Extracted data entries
----------

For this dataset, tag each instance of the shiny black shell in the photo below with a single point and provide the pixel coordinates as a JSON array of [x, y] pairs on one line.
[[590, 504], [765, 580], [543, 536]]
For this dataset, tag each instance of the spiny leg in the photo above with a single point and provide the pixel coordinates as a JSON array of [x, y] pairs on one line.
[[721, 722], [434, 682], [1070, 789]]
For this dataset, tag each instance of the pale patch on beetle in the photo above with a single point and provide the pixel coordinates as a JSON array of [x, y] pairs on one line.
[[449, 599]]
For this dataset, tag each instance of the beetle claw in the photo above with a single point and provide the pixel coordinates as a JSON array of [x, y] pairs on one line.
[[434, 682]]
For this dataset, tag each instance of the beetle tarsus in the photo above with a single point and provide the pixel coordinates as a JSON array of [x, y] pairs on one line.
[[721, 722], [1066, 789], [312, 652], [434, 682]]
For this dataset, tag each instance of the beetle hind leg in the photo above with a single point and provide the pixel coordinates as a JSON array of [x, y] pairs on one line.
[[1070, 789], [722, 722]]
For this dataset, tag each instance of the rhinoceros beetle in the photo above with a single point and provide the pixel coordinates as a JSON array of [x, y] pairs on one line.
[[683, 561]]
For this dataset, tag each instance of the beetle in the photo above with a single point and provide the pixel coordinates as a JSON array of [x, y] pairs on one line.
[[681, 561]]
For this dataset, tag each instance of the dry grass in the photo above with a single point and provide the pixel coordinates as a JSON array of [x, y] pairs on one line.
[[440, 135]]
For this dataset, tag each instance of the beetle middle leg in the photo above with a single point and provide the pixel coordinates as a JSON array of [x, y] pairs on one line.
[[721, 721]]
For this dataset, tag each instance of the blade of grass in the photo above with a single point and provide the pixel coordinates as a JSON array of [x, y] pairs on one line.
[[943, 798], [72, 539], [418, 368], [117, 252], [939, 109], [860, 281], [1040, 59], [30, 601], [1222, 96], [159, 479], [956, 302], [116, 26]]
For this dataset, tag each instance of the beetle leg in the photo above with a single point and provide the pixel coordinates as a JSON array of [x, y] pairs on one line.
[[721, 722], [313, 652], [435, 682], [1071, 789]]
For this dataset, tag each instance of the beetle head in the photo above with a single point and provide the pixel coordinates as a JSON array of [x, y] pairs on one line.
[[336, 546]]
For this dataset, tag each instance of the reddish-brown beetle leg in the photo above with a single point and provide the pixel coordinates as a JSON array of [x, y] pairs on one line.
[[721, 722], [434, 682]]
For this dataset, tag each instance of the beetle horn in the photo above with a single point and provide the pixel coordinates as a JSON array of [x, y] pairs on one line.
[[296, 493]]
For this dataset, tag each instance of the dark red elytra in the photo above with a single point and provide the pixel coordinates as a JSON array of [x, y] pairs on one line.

----------

Rescale the records above from the first line through the line containing "[[434, 682]]", inclusive, and write every line out again, requests included. In the answers, multiply every x and y pixel coordinate by 1.1 and round to the nearest whole number, with halves rounded up.

For this dataset, tag each instance of the shiny black shell in the photo below with a single point and provide the pixel coordinates as a JSON array of [x, y] pairs on one line.
[[649, 554], [842, 638], [597, 590]]
For this dataset, tag each instance of the spiny leg in the photo above with a single point and provide the pixel coordinates as a JSON array of [x, y] pairs on one line.
[[793, 794], [477, 750], [1177, 868]]
For this dataset, tag each instance of the pale patch on beetle in the photo above with a single point and provide the pixel coordinates as a JSON array of [x, y] pairs on one line.
[[494, 659]]
For this dataset, tag each instance of the beetle claw in the photo above with a single point and provide the pixel coordinates as a JSON array of [x, y] pairs on one line.
[[477, 750]]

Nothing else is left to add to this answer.